**What is asked:** Reproduce everything from the line containing "Every instance of the windshield wiper" down to the line containing "[[289, 322], [110, 179], [616, 156]]", replacing "tail light" with "taillight" and leaving everything else unchanged.

**Available records:**
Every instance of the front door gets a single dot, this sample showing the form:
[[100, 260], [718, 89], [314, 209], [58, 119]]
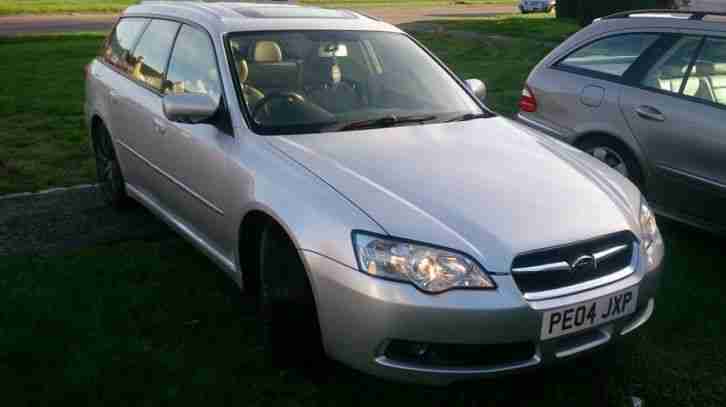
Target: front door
[[677, 115], [197, 153]]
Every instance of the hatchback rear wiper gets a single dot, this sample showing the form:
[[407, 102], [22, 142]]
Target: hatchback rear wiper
[[467, 117], [386, 121]]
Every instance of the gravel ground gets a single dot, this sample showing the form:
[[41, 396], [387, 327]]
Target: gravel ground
[[69, 219]]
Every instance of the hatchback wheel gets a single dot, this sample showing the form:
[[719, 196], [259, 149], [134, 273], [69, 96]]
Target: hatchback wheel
[[290, 329], [110, 179], [615, 156]]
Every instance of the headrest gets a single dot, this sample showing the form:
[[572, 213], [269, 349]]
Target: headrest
[[244, 71], [672, 72], [336, 74], [704, 69], [267, 51]]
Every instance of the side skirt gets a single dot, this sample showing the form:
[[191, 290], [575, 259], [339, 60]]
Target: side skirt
[[227, 265]]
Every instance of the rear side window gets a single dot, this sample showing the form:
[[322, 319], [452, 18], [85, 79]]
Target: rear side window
[[152, 53], [122, 41], [708, 78], [669, 73], [611, 56], [193, 65]]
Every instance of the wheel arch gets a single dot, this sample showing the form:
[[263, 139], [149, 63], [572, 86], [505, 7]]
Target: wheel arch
[[630, 146], [249, 234], [95, 124]]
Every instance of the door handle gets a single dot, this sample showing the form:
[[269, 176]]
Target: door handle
[[650, 113], [159, 126]]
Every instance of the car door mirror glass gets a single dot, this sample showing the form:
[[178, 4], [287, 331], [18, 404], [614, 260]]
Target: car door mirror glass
[[478, 88], [189, 107]]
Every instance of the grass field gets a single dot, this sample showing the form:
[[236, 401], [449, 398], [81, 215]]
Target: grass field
[[42, 141], [43, 144], [150, 323], [105, 6]]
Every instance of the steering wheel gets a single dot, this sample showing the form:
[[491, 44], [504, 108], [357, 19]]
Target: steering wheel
[[357, 87], [289, 97]]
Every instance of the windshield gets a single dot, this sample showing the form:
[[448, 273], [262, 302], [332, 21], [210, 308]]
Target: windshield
[[319, 81]]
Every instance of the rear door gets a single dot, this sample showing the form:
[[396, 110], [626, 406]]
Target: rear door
[[581, 92], [677, 113], [197, 153], [115, 78]]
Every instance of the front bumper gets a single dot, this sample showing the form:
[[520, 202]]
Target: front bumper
[[361, 315]]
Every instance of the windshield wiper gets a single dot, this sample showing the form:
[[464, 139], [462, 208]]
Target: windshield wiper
[[467, 117], [387, 121]]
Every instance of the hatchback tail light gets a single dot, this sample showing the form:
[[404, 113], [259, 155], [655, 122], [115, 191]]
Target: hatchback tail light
[[528, 103]]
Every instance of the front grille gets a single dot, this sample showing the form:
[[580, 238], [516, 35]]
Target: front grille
[[552, 268]]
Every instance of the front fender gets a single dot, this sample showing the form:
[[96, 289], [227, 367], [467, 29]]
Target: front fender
[[316, 217]]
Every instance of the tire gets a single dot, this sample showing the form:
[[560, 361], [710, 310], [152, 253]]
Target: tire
[[289, 322], [110, 179], [616, 156]]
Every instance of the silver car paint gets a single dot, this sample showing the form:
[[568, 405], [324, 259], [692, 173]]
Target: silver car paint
[[682, 158], [491, 188]]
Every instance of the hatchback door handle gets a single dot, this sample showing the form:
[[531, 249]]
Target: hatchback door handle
[[159, 126], [650, 113]]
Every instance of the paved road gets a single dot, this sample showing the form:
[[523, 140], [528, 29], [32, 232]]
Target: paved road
[[33, 24], [70, 219]]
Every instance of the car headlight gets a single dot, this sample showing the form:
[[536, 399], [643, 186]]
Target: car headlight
[[651, 237], [429, 268]]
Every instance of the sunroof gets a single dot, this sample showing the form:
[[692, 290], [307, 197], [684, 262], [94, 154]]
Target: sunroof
[[291, 12]]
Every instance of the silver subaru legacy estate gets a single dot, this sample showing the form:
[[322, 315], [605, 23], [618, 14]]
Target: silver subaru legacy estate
[[384, 216]]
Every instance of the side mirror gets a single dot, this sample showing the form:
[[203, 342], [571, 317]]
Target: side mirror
[[478, 88], [189, 107]]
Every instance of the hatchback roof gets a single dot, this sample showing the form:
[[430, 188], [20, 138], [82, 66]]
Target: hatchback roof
[[269, 15]]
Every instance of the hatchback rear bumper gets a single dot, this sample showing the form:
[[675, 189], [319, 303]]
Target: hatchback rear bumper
[[361, 317]]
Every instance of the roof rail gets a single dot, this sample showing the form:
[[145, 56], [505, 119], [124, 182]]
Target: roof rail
[[694, 14]]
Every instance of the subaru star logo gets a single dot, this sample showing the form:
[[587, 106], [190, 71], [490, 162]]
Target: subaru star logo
[[583, 264]]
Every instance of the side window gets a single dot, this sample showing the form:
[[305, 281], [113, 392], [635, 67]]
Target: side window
[[193, 66], [612, 55], [669, 73], [708, 79], [151, 54], [121, 42]]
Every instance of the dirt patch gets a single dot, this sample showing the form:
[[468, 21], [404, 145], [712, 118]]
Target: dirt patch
[[7, 169]]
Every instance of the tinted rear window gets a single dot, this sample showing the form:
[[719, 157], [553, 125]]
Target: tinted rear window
[[122, 41]]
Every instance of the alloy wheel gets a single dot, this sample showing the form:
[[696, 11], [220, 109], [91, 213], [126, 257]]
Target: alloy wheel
[[611, 158]]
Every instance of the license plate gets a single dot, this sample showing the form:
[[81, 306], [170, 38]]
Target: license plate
[[578, 317]]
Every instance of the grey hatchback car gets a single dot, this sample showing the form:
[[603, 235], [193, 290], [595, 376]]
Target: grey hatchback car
[[384, 216], [645, 92]]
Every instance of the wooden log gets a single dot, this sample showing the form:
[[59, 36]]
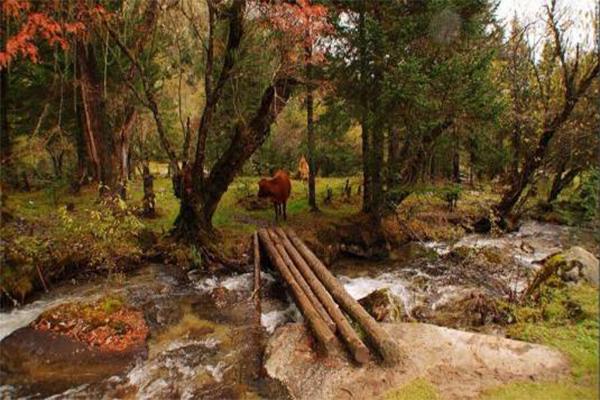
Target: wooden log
[[301, 281], [317, 325], [356, 346], [387, 347], [256, 292]]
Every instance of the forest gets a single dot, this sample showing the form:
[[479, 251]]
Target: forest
[[192, 190]]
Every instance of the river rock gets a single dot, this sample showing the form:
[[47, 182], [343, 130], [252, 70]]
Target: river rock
[[363, 238], [471, 309], [383, 306], [578, 263], [45, 362], [459, 364]]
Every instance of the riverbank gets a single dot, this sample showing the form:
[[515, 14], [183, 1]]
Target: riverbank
[[202, 325]]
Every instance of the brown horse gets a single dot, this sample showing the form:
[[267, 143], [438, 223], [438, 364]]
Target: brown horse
[[278, 189]]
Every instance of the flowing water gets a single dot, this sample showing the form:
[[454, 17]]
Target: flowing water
[[433, 281], [205, 341]]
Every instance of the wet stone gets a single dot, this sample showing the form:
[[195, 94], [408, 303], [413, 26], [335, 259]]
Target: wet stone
[[383, 306]]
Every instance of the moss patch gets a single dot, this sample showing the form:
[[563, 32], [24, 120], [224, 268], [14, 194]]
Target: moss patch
[[419, 389], [566, 318]]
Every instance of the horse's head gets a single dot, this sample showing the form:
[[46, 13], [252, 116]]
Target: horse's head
[[263, 190]]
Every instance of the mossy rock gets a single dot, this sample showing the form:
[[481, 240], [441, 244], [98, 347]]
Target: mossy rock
[[384, 306]]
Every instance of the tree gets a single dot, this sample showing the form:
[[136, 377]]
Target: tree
[[200, 192], [33, 26], [577, 75], [304, 24]]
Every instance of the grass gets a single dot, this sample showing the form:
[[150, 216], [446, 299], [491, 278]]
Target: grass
[[418, 389]]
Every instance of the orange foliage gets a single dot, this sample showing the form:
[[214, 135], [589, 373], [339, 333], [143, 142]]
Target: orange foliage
[[34, 26]]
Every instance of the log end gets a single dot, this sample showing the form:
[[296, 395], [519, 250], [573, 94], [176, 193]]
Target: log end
[[392, 353], [362, 355]]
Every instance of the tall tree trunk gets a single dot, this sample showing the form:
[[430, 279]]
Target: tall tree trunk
[[194, 221], [364, 119], [393, 155], [534, 161], [310, 131], [100, 138], [5, 145], [81, 151], [377, 151]]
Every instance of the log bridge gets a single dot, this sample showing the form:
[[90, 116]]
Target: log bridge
[[328, 309]]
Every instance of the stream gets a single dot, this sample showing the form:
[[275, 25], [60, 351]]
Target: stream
[[204, 340]]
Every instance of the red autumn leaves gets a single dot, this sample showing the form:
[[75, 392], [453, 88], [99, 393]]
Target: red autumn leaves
[[300, 26], [35, 26]]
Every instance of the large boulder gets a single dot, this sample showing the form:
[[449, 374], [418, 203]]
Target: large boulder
[[459, 364], [49, 363], [470, 309], [364, 238], [577, 263], [383, 305]]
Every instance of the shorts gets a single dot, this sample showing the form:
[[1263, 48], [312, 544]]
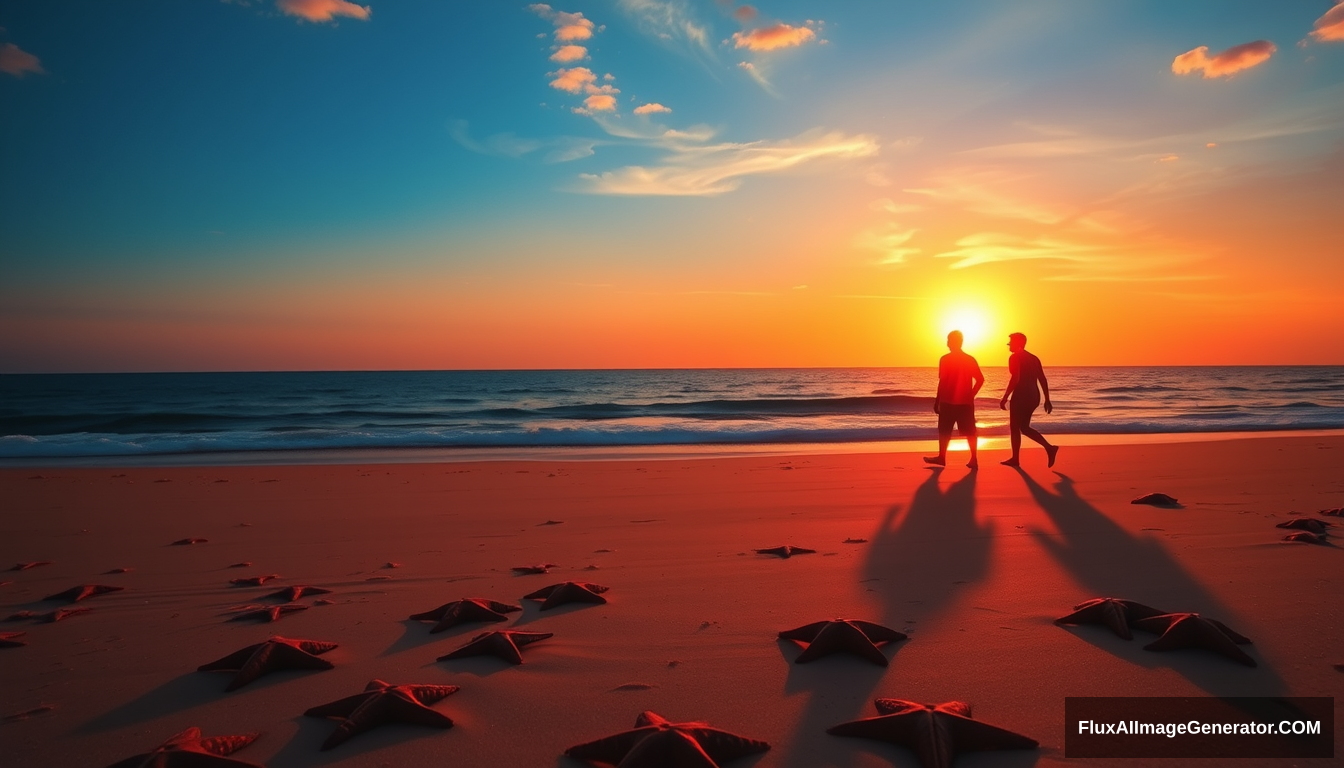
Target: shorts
[[962, 416]]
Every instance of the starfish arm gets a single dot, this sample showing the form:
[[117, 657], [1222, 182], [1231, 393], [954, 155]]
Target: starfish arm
[[613, 748], [339, 708], [807, 632]]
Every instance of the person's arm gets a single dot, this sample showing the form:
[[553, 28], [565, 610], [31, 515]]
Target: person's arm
[[1044, 388], [1012, 382]]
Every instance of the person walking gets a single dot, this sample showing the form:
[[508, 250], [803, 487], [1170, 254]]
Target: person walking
[[958, 381], [1026, 374]]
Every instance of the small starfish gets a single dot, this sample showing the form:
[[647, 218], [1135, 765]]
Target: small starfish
[[1110, 611], [786, 550], [77, 593], [188, 749], [269, 612], [467, 609], [381, 704], [936, 733], [253, 580], [843, 635], [269, 657], [538, 568], [292, 593], [503, 643], [657, 741], [1304, 523], [1194, 631], [567, 592], [49, 618], [1156, 501]]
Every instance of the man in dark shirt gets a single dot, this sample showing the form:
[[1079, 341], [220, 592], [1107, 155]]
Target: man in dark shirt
[[1026, 371], [958, 381]]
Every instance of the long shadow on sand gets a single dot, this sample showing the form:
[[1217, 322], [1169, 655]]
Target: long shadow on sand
[[1110, 562]]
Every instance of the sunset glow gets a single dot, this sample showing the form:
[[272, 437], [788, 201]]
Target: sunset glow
[[667, 184]]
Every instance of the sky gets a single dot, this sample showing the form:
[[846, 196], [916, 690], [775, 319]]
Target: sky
[[323, 184]]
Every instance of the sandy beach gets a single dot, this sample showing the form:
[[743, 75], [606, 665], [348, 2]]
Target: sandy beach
[[973, 566]]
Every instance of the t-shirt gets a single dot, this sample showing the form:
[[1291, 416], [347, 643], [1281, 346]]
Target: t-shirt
[[957, 373]]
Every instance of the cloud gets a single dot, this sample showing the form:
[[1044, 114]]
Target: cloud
[[323, 10], [1225, 63], [567, 26], [573, 80], [714, 170], [566, 54], [1329, 28], [778, 35], [18, 62]]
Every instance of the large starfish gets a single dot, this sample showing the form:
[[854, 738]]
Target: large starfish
[[503, 643], [567, 592], [188, 749], [269, 612], [292, 593], [465, 609], [936, 733], [77, 593], [1194, 631], [269, 657], [1110, 611], [843, 635], [786, 550], [381, 704], [656, 741]]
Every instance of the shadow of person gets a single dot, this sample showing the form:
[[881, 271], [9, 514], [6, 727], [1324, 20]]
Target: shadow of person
[[1110, 562]]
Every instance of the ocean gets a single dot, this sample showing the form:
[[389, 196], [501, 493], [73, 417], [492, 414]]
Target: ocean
[[89, 416]]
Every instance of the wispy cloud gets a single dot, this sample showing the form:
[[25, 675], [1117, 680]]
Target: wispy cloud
[[1223, 63], [18, 62], [323, 10], [714, 170], [1329, 28], [773, 36]]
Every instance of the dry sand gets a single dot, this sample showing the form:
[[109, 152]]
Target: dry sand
[[975, 566]]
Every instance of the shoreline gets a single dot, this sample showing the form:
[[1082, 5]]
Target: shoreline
[[343, 456]]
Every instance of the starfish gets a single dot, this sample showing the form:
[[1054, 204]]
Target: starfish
[[657, 741], [188, 749], [269, 612], [1194, 631], [467, 609], [253, 580], [1304, 523], [1110, 611], [49, 618], [567, 592], [786, 550], [503, 643], [269, 657], [292, 593], [383, 702], [77, 593], [847, 635], [1156, 499], [936, 733]]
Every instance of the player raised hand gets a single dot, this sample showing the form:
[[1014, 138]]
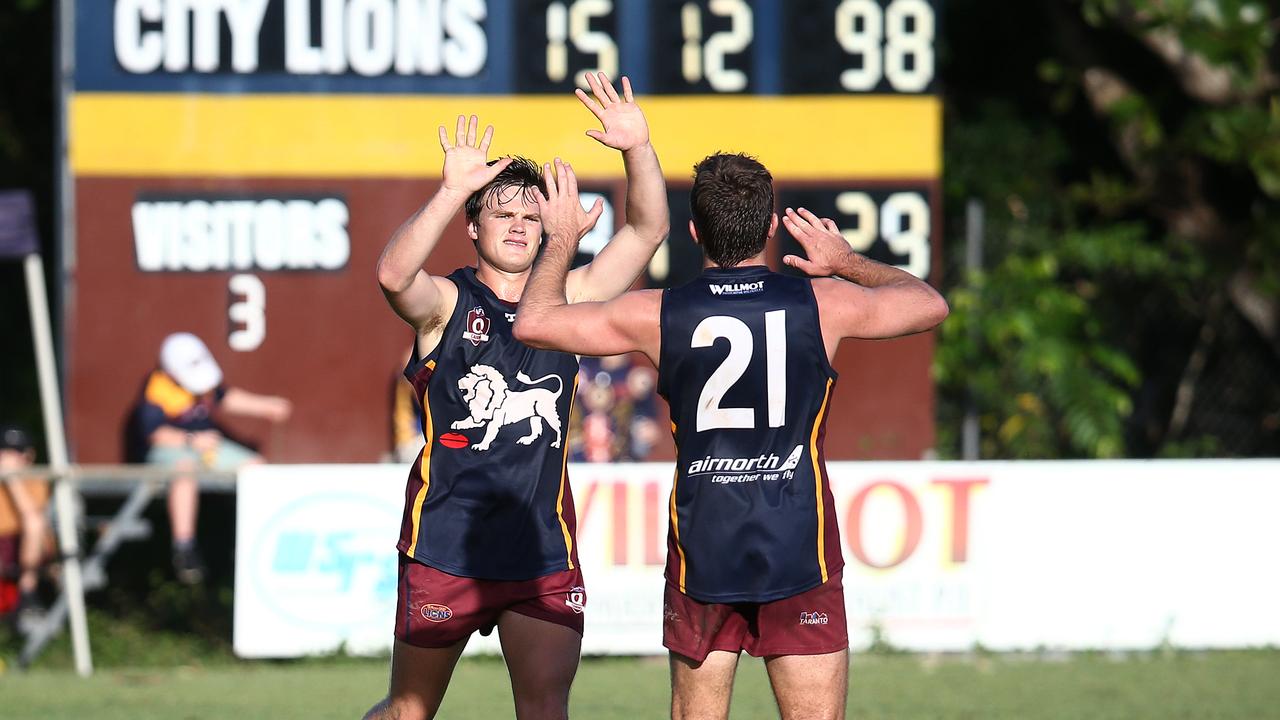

**Answer:**
Every instance of the windshield wiper gets a single dot, this sample showing the form:
[[464, 139], [462, 208]]
Target: windshield wiper
[[467, 117], [387, 121]]
Every instance of the hatchback taillight gets a single dot, this sample showing the form:
[[404, 113], [259, 155], [655, 122], [115, 191]]
Target: hatchback taillight
[[528, 103]]
Every instance of the front grille gets a single dot, this sample showing the form:
[[580, 238], [516, 35]]
Target: front grille
[[552, 268]]
Every instance of the front fender gets a single dot, this sample showing the form:
[[96, 289], [227, 367], [467, 29]]
Target: front fender
[[316, 217]]
Every instance of the tire gets a single dot, this sample showing the form:
[[560, 361], [710, 310], [152, 253]]
Target: tire
[[289, 322], [110, 179], [616, 156]]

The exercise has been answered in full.